EXERCISE INPUT:
▬▬▬▬▬▬
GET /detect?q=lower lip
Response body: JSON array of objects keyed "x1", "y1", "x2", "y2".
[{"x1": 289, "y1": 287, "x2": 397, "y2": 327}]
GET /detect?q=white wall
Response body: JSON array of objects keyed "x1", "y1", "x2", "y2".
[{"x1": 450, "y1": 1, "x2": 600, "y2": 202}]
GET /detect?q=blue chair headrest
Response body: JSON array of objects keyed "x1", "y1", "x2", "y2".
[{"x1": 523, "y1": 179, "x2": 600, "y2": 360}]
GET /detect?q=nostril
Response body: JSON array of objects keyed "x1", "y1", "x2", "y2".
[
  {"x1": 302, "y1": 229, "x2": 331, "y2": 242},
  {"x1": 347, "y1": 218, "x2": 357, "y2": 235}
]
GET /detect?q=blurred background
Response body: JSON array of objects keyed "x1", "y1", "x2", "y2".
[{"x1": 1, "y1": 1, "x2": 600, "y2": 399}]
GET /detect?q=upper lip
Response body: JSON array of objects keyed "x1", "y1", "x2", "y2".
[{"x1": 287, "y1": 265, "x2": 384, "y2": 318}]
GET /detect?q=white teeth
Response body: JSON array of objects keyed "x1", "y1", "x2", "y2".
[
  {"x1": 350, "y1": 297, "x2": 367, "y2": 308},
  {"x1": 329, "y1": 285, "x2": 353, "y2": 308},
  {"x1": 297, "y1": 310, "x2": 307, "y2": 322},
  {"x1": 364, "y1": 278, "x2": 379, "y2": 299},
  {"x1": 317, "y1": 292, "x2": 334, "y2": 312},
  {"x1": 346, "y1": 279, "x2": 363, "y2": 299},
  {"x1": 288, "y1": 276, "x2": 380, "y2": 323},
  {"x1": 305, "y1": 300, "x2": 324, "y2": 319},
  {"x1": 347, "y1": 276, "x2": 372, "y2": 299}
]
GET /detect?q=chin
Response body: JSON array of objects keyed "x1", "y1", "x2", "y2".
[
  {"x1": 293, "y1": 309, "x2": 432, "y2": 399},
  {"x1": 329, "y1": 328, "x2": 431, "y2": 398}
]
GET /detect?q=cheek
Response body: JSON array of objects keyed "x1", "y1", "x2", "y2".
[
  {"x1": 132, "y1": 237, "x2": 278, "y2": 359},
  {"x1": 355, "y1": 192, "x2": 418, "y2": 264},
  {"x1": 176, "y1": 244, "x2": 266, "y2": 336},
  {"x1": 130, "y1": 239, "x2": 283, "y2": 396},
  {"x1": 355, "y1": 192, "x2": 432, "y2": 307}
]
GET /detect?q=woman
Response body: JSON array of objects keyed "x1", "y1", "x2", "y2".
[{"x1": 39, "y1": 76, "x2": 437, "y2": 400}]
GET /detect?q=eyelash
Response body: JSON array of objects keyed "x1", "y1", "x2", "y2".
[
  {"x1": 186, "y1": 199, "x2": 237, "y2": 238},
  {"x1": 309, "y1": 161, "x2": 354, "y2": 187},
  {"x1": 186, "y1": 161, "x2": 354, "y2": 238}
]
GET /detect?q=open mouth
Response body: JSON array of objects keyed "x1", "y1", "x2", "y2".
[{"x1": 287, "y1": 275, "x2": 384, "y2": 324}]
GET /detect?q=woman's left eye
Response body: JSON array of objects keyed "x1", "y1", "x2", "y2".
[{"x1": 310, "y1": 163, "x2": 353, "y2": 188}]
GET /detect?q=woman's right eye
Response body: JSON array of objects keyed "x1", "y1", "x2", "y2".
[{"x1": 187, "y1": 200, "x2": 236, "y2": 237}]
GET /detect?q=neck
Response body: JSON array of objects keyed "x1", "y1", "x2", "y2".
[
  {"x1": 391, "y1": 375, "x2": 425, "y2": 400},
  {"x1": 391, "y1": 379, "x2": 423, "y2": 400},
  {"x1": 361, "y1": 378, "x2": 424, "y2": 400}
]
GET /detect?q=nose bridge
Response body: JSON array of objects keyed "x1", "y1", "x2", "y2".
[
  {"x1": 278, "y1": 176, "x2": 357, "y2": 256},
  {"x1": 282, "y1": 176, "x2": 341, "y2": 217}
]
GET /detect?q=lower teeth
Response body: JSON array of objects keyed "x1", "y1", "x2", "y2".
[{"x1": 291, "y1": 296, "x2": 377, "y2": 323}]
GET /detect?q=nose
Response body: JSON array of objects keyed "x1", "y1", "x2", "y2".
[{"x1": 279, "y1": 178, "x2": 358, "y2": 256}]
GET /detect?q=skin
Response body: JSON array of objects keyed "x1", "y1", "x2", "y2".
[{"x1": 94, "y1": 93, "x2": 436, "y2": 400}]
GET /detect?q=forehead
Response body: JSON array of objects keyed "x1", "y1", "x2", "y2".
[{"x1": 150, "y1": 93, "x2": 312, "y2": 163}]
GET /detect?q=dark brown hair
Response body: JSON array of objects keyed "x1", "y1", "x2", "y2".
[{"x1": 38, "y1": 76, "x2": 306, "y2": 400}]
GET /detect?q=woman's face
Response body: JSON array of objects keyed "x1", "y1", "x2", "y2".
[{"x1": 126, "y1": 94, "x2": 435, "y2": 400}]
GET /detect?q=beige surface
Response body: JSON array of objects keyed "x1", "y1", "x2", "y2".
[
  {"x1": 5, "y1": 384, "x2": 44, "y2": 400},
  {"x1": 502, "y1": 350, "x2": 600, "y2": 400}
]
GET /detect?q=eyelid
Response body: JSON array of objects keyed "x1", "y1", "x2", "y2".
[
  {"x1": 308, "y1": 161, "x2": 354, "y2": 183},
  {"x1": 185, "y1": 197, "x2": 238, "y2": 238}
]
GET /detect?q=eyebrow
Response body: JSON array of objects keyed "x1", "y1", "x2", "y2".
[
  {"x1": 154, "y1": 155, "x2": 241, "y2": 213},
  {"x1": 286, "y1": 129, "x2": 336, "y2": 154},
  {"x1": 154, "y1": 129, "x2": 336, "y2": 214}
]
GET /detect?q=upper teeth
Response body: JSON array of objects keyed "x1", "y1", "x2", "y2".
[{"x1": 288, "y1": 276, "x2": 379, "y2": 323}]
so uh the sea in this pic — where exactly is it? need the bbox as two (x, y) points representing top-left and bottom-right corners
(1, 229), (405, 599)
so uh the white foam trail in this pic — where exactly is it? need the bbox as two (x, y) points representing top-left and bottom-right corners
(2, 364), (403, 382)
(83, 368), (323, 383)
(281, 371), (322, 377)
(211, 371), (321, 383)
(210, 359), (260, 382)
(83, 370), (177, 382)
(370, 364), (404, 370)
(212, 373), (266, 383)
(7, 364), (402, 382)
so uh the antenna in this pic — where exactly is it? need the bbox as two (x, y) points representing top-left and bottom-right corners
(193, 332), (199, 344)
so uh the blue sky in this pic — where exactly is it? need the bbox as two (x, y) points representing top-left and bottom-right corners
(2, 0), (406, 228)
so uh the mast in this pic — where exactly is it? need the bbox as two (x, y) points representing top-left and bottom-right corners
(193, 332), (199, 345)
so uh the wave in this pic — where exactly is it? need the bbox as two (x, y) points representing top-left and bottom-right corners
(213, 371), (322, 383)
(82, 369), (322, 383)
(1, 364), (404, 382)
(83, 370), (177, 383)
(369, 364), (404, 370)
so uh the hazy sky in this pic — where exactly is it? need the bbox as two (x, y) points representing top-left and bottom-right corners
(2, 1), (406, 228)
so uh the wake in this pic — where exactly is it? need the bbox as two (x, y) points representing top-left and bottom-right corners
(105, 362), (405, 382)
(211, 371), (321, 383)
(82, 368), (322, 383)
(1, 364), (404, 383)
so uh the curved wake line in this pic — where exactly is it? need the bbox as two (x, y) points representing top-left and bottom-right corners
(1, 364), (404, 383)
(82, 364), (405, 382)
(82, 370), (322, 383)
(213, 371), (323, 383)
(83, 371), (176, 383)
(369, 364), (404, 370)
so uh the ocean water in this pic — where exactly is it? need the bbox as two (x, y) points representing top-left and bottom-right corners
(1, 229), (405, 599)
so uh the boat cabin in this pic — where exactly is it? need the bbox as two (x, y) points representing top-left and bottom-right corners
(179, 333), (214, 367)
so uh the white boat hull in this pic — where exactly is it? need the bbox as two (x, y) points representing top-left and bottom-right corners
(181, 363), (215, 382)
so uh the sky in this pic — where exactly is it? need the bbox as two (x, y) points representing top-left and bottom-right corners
▬▬▬▬▬▬
TASK TO COMPLETE: The lines above that hold the string "teeth" are to be located and copied.

TASK ANSWER:
GET /detect?q=white teeth
GET /detect?q=lower teeth
GET /detect?q=upper teeth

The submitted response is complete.